In the entries below, some lines contain "photo"; work out how many and answer with the figure only.

Data for this task START

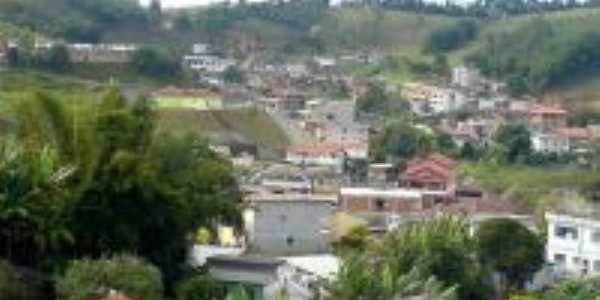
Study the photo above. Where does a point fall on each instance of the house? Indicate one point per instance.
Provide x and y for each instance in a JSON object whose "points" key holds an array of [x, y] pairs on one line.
{"points": [[544, 118], [200, 49], [283, 101], [429, 99], [381, 175], [372, 201], [287, 224], [282, 179], [325, 64], [573, 242], [207, 63], [114, 295], [296, 71], [464, 77], [262, 278], [433, 172], [101, 53], [580, 139], [326, 153], [474, 131], [549, 143], [298, 277]]}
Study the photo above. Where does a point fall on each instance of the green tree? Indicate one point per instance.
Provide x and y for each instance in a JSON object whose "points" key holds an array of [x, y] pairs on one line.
{"points": [[11, 288], [444, 143], [233, 75], [200, 287], [515, 141], [127, 274], [442, 248], [576, 289], [58, 59], [511, 249]]}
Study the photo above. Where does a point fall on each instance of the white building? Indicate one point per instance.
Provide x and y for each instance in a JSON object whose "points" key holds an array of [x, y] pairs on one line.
{"points": [[573, 244], [207, 63], [288, 224], [465, 77], [327, 153], [549, 143]]}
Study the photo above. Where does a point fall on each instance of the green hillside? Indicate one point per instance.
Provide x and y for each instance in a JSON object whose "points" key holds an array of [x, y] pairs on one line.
{"points": [[556, 50], [253, 125], [72, 19]]}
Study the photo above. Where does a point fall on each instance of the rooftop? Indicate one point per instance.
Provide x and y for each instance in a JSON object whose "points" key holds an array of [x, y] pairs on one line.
{"points": [[267, 197], [381, 193]]}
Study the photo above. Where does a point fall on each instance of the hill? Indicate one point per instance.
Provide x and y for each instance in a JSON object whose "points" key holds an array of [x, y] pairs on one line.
{"points": [[552, 55], [80, 20], [250, 125]]}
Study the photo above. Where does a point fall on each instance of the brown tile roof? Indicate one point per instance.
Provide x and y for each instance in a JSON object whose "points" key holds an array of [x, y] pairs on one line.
{"points": [[579, 133], [539, 109]]}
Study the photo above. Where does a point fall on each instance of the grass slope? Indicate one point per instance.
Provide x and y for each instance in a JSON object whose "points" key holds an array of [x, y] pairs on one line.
{"points": [[537, 187], [252, 124], [581, 89]]}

Data for this task END

▶ **Answer below**:
8